WHAT YOU NEED TO DO:
For each line below that includes the string "woman", show the whole line.

Records drawn from a dataset:
------------------------------------------------------------------------
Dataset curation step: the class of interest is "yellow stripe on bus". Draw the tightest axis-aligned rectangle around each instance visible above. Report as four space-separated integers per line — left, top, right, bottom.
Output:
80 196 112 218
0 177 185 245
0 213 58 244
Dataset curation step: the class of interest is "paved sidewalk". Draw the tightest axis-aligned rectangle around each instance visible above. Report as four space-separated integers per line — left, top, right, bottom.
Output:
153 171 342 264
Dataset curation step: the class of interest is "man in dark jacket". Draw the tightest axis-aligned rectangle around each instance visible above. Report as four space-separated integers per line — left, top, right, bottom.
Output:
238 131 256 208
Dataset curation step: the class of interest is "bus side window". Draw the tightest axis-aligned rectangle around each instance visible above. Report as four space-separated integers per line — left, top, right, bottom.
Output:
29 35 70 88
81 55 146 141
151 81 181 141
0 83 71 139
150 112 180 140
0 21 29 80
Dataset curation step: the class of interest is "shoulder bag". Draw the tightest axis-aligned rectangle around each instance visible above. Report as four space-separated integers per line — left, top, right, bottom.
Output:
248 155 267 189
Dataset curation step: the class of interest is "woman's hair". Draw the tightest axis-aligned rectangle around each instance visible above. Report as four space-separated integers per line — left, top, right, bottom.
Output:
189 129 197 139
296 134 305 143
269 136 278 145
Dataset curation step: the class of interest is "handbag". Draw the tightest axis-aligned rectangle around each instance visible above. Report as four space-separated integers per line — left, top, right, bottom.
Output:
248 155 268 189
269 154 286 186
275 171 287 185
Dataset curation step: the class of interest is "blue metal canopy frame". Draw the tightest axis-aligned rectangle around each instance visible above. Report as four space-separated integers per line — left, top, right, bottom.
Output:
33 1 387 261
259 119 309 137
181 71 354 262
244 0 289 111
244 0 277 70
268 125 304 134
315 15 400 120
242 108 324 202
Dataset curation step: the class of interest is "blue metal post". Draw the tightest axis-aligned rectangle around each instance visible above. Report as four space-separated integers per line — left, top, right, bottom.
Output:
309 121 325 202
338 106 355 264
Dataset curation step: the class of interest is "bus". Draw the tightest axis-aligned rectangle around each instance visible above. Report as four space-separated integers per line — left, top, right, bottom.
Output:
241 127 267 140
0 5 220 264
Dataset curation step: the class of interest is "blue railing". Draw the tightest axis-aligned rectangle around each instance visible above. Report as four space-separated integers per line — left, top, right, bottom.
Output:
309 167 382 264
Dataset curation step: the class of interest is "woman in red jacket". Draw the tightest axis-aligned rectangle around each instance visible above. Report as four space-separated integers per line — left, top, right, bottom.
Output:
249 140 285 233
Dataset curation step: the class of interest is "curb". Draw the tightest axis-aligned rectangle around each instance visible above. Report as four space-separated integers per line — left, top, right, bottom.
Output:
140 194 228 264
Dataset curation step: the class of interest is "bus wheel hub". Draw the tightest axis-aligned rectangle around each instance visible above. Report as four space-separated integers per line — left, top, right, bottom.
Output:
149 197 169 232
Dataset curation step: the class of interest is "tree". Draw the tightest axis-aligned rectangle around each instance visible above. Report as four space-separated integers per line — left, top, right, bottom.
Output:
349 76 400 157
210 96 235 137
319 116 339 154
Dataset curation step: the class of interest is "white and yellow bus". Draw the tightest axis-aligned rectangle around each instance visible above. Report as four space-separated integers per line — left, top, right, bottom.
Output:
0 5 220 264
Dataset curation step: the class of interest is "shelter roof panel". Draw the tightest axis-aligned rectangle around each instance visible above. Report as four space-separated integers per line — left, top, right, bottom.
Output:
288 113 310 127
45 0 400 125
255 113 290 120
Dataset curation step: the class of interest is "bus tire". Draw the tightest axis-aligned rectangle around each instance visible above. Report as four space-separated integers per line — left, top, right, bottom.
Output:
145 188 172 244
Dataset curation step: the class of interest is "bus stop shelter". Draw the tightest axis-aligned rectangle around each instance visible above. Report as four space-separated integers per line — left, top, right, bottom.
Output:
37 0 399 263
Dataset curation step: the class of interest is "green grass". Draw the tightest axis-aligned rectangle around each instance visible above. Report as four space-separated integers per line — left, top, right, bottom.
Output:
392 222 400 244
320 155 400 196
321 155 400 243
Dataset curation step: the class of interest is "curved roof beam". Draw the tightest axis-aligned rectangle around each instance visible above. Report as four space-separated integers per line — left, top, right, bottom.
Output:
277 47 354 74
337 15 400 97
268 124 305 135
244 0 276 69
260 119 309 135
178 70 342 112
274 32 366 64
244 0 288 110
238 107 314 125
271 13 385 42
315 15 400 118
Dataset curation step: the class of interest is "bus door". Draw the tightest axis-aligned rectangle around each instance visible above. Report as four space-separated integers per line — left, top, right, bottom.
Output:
------------------------------------------------------------------------
OUTPUT BELOW:
Dataset curation step: the class of interest is "woman's hair". Draw the tightest axis-aligned rectangle around each instance visible above. Report as four space-separated integers per line — left, top, right, bottom.
Dataset curation step: the class of interest is "woman in red jacket". Draw the tightest axis-aligned rectangle around each instance visible above. Report as four space-separated integers per line — left, top, right, bottom.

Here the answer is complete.